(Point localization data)

-*-

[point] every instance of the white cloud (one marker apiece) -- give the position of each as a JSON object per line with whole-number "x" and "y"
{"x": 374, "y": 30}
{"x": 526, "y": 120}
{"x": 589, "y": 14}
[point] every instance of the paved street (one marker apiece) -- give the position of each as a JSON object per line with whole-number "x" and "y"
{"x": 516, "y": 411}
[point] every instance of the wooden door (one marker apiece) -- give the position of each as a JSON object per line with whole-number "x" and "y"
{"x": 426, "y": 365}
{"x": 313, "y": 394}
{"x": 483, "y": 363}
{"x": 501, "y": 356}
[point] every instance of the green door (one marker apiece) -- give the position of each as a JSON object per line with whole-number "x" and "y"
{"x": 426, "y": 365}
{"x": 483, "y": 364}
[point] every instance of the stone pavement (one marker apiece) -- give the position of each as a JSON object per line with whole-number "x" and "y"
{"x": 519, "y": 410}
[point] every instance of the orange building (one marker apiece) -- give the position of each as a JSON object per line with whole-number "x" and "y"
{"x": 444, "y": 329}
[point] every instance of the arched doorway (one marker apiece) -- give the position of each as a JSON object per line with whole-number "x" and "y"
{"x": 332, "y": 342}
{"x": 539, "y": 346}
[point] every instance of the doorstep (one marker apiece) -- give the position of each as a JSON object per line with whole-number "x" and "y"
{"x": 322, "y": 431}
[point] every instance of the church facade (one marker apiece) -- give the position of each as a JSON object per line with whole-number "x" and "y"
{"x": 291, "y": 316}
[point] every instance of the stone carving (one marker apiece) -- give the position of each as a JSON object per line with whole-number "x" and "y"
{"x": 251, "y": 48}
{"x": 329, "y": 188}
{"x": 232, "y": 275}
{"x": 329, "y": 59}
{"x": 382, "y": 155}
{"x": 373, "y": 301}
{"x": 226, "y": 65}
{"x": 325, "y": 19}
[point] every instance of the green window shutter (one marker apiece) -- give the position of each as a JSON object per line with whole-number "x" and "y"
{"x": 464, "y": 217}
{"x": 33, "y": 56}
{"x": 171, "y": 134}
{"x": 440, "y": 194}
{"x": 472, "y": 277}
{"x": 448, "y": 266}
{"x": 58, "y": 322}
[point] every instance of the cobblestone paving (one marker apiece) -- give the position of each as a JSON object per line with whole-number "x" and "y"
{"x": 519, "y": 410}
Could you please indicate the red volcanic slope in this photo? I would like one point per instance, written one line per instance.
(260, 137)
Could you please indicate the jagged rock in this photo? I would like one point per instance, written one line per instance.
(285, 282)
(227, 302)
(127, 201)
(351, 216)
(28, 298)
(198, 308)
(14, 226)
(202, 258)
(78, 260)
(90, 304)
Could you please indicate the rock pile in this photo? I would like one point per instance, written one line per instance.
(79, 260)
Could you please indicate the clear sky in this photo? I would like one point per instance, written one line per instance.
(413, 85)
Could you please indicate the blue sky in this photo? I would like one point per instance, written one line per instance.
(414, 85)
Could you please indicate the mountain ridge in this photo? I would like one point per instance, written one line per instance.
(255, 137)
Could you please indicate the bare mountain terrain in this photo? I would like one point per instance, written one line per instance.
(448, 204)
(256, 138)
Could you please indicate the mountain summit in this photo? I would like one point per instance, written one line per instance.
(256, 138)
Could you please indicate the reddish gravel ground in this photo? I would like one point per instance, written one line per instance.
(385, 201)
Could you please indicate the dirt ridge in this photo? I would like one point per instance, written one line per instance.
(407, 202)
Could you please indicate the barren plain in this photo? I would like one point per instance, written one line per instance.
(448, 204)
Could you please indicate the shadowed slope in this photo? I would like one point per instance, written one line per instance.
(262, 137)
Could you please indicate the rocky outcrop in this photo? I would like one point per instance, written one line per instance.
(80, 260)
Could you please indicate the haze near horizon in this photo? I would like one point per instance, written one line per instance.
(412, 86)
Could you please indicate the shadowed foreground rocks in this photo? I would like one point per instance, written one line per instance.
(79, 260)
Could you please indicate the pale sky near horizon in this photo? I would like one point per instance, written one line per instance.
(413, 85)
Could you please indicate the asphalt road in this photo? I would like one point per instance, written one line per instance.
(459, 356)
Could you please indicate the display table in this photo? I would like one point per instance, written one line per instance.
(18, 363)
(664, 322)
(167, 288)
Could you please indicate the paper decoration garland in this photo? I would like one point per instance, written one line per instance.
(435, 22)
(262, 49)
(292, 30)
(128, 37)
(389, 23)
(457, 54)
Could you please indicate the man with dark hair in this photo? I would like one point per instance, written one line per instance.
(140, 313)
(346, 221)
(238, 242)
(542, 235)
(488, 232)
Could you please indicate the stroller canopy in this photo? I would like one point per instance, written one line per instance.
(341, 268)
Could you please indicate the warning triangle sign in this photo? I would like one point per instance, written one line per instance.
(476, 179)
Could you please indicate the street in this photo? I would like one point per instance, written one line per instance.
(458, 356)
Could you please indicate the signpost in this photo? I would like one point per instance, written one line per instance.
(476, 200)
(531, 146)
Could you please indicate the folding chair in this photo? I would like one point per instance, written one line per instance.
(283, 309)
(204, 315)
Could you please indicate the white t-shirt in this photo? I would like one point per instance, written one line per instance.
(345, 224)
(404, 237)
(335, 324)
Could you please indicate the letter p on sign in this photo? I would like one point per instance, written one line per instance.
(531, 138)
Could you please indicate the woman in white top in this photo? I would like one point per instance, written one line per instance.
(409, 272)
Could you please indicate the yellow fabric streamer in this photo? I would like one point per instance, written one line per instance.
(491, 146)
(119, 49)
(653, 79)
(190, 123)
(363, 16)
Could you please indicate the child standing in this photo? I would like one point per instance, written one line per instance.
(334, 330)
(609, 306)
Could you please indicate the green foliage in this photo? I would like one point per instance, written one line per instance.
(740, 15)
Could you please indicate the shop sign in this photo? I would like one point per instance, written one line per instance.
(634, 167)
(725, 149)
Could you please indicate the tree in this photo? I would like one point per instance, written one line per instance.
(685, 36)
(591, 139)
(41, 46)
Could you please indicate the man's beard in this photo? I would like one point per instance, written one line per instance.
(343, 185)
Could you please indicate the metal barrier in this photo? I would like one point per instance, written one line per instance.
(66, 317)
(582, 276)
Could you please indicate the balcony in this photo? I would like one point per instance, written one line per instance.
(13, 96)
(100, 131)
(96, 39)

-*-

## Exercise
Word for word, copy out all of the data shown above.

## Reply to the exercise
[point] every instance of the white cloud (one marker apiece) -- give the position of each as a JSON object per line with whole-number "x" and "y"
{"x": 374, "y": 30}
{"x": 526, "y": 120}
{"x": 589, "y": 14}
[point] every instance of the paved street (one marker apiece) -- give the position of each as a JSON object per line with whole-number "x" and "y"
{"x": 516, "y": 411}
[point] every instance of the wooden door (one marker apiece) -- give the position of each as a JSON object per line with whole-number "x" and "y"
{"x": 426, "y": 365}
{"x": 313, "y": 394}
{"x": 483, "y": 363}
{"x": 501, "y": 356}
[point] every instance of the green door (one marker apiece) -- give the position of each as a JSON object per line with whole-number "x" and "y"
{"x": 426, "y": 365}
{"x": 483, "y": 364}
[point] every instance of the stone pavement (one marker apiece) -- give the position of each as a JSON object per line with whole-number "x" and "y"
{"x": 519, "y": 410}
[point] every instance of the orange building (one marker apiece) -- give the position of each as a JSON object per line with whole-number "x" and "y"
{"x": 444, "y": 329}
[point] every instance of the arched doorway (one marker apiece) -- give the position of each as a JSON object per line with whole-number "x" and "y"
{"x": 332, "y": 342}
{"x": 539, "y": 346}
[point] every instance of the doorstep (one marker apiece) -- give the position of each as a JSON object per line with whole-number "x" and "y"
{"x": 322, "y": 431}
[point] every instance of the church facade (one marker apiece) -- give the position of each as a JSON object per line with whole-number "x" and "y"
{"x": 291, "y": 316}
[point] every instance of the stone carving (one marker apiece) -- give the position of each as a JSON object per line with whole-number "x" and "y"
{"x": 251, "y": 48}
{"x": 329, "y": 188}
{"x": 232, "y": 275}
{"x": 329, "y": 59}
{"x": 382, "y": 155}
{"x": 373, "y": 301}
{"x": 226, "y": 65}
{"x": 325, "y": 19}
[point] every instance of the green window shutter (one marker apiece) -- give the position of each as a JSON object per line with whole-number "x" and "y"
{"x": 464, "y": 217}
{"x": 33, "y": 56}
{"x": 171, "y": 134}
{"x": 440, "y": 194}
{"x": 472, "y": 277}
{"x": 448, "y": 266}
{"x": 58, "y": 322}
[point] every instance of the cobblestone paving (one marker apiece) -- give the position of each as a JSON object per line with whole-number "x" and "y"
{"x": 519, "y": 410}
Could you please indicate the red volcanic slope in this photo? I would like one point per instance, written one line per instance.
(260, 137)
Could you please indicate the jagged rock in this photo? I would like one point per instance, written one line per instance.
(285, 282)
(227, 302)
(127, 201)
(351, 216)
(28, 298)
(198, 308)
(14, 226)
(202, 258)
(78, 260)
(90, 304)
Could you please indicate the rock pile in this photo? I would like one point per instance, written one line per instance.
(79, 260)
Could you please indicate the clear sky in this photo? I would like one point per instance, written one line per instance.
(413, 85)
Could you please indicate the blue sky in this photo? I would like one point per instance, written one line per instance.
(414, 85)
Could you please indicate the mountain ridge in this photo? I would like one point per instance, written one line per instance.
(255, 137)
Could you please indicate the bare mountain terrain in this photo? I would like one point per instance, written one line per instance.
(448, 204)
(256, 138)
Could you please indicate the mountain summit in this photo? I would like one point per instance, written one line per instance.
(256, 138)
Could you please indicate the reddish gravel ground in this photo? I would like one point per instance, written one line per instance.
(385, 201)
Could you please indicate the dirt ridge in this photo? I would like one point per instance, written one line per instance.
(407, 202)
Could you please indicate the barren plain in this photo? I would like one point per instance, written one line per instance.
(448, 204)
Could you please indicate the shadowed slope in this photo? I would like one point per instance, written one line per instance.
(262, 137)
Could you please indicate the rocky outcrop in this photo? I would like one point per instance, written one line per instance.
(80, 260)
Could you please indicate the haze near horizon in this photo? I would like one point per instance, written one line per instance.
(412, 86)
Could you please indicate the shadowed foreground rocks in this photo? I would like one point per instance, written one line per instance.
(79, 260)
Could you please indicate the pale sky near horizon in this photo? I would like one point per instance, written one line per instance.
(413, 85)
Could you please indicate the asphalt road in this photo? I would like one point per instance, written one line per instance.
(459, 356)
Could you please indicate the display table in this photo? I would like one point per instance, written one line per instance.
(18, 363)
(664, 322)
(167, 288)
Could you please indicate the paper decoration garland in this photo? I would like one point per instance, written one line per instance.
(435, 22)
(262, 49)
(292, 30)
(128, 37)
(389, 23)
(457, 54)
Could you please indicate the man with dark hair in this photo? I would like one point per instance, written one line per instance.
(140, 313)
(346, 221)
(238, 242)
(542, 235)
(488, 232)
Could you please indicate the stroller canopy in this photo? I would like one point per instance, written one line per instance.
(341, 268)
Could you please indicate the warning triangle sign in this photo? I would like one point per instance, written one line per instance.
(476, 179)
Could you please indicate the street in this photo? I would like one point per instance, written one line per instance.
(458, 356)
Could you please indicate the signpost in this photo? I would like one point per instance, written one line per instance.
(476, 200)
(531, 146)
Could you please indicate the folding chair in this photo? I would like one point per instance, written one line per instance.
(283, 309)
(204, 315)
Could you please indicate the white t-shirt in this photo? I would like one point per instance, written one line per instance.
(345, 224)
(404, 237)
(335, 324)
Could you please indicate the letter p on sign in this photo? I would like one point per instance, written one line per instance.
(531, 138)
Could you please indicate the woman in white top in this photo? I would like one point per instance, written one line per instance.
(409, 272)
Could you please indicate the yellow fabric streamer in this photo? I would like one point per instance, written one line per instance.
(491, 146)
(119, 49)
(653, 79)
(190, 123)
(363, 16)
Could you please indicate the child standing in this photo? I would like one point per instance, written one line per instance.
(334, 330)
(609, 306)
Could you please indicate the green foliage in this photo? I would like one point per instance, written one line per instance.
(740, 15)
Could you please indicate the shop sign in this photo? I would like one point per instance, written one line per instance.
(634, 167)
(725, 149)
Could you please indicate the tree in this photo? I would like one point per instance, written one line per instance.
(685, 36)
(591, 139)
(41, 46)
Could you please indicate the man's beard in this photo? I would like one point per instance, written one line per instance.
(343, 185)
Could you please indicate the metal barrier in this photo? I would like one point per instance, written one line per instance.
(66, 317)
(582, 276)
Could you please indicate the balcony in this photo? I would like one point per instance, written one line per instance.
(13, 96)
(100, 131)
(96, 39)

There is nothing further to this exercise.